→ **TEXTO FORNECIDO**
┌──

Exportação de animais vivos viola direitos e pode promover novas pandemias

Ao enviar animais para serem abatidos no exterior, Brasil é um dos principais mercados dessa atividade precária, vetada em diferentes países

Apesar de o vírus causador da pandemia de Covid-19 ter se tornado evidente no fim de 2019, os coronavírus já eram conhecidos há bem mais tempo pelos especialistas por sua alta capacidade de mutação. O público pouco sabe, no entanto, que eles são uma presença comum entre os animais transportados vivos entre países – e essa é só uma das problemáticas envolvendo esse tipo de comércio. 

Ainda na década passada, uma pesquisa publicada em 2008 mostrou que 13% dos bovinos que viajam em navios para serem abatidos em outros territórios possuíam algum tipo de coronavírus. Desde então, o problema ganhou novos contornos. 

Em 2019, às vésperas da pandemia de Covid-19, o Centro de Controle e Prevenção de Doenças dos Estados Unidos (CDC) descobriu que esse tipo de vírus estava entre as dez infecções mais comuns entre os animais exportados vivos pelo mundo.

└──

(Registros armazenados)

┌──

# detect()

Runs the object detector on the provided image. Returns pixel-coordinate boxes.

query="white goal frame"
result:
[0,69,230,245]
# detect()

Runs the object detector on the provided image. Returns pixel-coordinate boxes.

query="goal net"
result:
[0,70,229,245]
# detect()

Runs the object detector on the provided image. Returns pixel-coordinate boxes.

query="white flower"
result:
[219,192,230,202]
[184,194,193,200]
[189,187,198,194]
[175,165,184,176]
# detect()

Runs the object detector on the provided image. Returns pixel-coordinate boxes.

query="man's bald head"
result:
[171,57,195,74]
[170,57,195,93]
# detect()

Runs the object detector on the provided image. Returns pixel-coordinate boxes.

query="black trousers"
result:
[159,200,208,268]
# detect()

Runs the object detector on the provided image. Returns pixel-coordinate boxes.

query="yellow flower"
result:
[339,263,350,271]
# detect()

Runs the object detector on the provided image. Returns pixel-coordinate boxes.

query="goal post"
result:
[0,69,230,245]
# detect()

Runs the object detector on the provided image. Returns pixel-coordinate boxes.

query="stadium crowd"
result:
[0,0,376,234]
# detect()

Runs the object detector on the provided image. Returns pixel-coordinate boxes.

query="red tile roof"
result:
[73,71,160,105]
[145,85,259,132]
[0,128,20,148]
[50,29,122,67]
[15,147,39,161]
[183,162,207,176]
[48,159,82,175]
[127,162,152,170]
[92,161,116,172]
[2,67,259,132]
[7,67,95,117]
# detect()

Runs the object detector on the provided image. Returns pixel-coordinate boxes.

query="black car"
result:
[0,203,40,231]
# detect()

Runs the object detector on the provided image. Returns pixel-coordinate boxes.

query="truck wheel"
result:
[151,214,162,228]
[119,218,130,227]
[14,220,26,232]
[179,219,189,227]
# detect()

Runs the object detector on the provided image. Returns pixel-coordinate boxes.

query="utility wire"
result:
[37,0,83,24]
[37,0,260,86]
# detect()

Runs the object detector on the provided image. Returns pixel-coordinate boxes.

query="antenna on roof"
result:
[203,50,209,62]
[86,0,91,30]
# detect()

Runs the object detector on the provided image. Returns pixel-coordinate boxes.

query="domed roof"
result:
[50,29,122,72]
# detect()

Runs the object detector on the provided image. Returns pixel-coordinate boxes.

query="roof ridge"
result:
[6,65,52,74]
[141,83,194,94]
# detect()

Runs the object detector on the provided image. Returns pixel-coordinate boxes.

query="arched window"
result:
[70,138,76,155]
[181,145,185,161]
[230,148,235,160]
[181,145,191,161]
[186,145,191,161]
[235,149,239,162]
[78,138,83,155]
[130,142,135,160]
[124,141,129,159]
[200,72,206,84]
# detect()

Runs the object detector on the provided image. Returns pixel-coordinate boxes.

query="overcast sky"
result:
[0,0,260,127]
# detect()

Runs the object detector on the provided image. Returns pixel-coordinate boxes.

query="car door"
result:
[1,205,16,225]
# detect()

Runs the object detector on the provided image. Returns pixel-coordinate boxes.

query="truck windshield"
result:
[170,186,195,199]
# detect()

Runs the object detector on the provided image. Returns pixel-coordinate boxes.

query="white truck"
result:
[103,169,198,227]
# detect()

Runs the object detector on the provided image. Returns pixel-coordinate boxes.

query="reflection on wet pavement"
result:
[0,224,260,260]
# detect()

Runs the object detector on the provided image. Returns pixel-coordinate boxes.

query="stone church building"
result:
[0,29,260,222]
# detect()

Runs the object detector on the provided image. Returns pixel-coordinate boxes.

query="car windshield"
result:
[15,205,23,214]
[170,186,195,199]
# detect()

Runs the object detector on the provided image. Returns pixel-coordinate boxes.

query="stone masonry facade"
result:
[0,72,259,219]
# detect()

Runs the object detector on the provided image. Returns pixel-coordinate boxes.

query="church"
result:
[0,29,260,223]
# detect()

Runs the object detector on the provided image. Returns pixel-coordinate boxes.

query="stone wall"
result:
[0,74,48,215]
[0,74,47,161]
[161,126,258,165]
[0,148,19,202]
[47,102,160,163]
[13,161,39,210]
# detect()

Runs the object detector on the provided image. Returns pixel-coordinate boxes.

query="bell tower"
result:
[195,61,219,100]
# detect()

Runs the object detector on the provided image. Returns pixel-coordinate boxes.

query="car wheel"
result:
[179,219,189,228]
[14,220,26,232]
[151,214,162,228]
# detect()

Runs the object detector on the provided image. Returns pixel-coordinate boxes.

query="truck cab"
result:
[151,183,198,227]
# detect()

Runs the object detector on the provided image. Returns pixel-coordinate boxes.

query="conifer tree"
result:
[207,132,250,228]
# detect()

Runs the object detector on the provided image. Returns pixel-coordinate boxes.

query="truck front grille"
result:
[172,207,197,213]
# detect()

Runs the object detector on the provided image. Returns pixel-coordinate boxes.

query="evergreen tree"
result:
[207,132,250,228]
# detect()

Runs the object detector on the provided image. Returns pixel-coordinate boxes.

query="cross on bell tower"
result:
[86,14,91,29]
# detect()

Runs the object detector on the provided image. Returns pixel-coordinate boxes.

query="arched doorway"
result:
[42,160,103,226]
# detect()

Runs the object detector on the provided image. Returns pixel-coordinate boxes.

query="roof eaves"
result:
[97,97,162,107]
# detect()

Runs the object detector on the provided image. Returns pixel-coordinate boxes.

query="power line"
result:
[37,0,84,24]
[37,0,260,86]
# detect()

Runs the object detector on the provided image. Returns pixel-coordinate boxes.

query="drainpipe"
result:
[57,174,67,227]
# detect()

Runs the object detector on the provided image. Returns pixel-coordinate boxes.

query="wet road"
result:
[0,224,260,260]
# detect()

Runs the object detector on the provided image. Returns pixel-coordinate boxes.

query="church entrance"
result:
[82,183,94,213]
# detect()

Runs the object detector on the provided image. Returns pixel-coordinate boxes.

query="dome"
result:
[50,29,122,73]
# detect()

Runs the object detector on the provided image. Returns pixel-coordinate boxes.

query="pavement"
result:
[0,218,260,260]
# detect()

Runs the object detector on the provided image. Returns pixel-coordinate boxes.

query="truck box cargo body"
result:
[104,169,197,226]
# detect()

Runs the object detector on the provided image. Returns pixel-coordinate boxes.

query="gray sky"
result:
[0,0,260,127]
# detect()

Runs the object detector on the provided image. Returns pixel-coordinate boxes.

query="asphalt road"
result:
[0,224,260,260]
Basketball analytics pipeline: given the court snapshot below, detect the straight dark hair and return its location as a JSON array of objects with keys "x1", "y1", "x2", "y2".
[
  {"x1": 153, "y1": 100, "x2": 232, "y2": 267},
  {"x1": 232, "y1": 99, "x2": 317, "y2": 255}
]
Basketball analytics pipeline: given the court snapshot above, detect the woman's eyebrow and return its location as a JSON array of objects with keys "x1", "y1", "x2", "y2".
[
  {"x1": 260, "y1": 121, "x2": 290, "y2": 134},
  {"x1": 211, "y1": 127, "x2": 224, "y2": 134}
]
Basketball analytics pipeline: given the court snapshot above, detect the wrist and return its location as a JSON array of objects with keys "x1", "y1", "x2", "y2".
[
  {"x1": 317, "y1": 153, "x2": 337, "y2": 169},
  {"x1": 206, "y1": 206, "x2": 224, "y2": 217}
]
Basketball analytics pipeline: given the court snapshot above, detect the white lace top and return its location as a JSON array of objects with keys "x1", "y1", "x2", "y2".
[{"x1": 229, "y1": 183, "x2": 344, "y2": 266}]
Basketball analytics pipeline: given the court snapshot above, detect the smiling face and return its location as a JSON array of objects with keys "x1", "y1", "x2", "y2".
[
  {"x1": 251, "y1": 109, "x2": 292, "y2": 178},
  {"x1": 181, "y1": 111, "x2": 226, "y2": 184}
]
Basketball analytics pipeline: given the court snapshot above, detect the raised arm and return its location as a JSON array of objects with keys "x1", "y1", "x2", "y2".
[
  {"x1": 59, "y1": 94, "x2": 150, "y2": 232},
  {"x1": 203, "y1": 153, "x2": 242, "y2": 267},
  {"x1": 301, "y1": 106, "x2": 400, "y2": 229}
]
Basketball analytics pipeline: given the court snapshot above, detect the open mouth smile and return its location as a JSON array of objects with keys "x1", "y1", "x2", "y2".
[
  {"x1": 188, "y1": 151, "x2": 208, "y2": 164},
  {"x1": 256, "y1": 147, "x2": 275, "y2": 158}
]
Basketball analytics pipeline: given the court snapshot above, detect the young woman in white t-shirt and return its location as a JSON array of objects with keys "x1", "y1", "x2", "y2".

└──

→ **TAREFAS**
#1 De acordo com o texto sobre exportação de animais vivos, que porcentagem dos bovinos transportados em navios tinha algum tipo de coronavírus, segundo a pesquisa publicada em 2008?
#2 Duplique, no texto sobre exportação de animais vivos, tudo o que vai de "Ainda na década" até "ganhou novos contornos.".
A listagem é um material à parte e não faz parte do texto.

→ **RESPOSTAS**
#1 13% desses bovinos tinham algum tipo de coronavírus.

#2
Ainda na década passada, uma pesquisa publicada em 2008 mostrou que 13% dos bovinos que viajam em navios para serem abatidos em outros territórios possuíam algum tipo de coronavírus. Desde então, o problema ganhou novos contornos.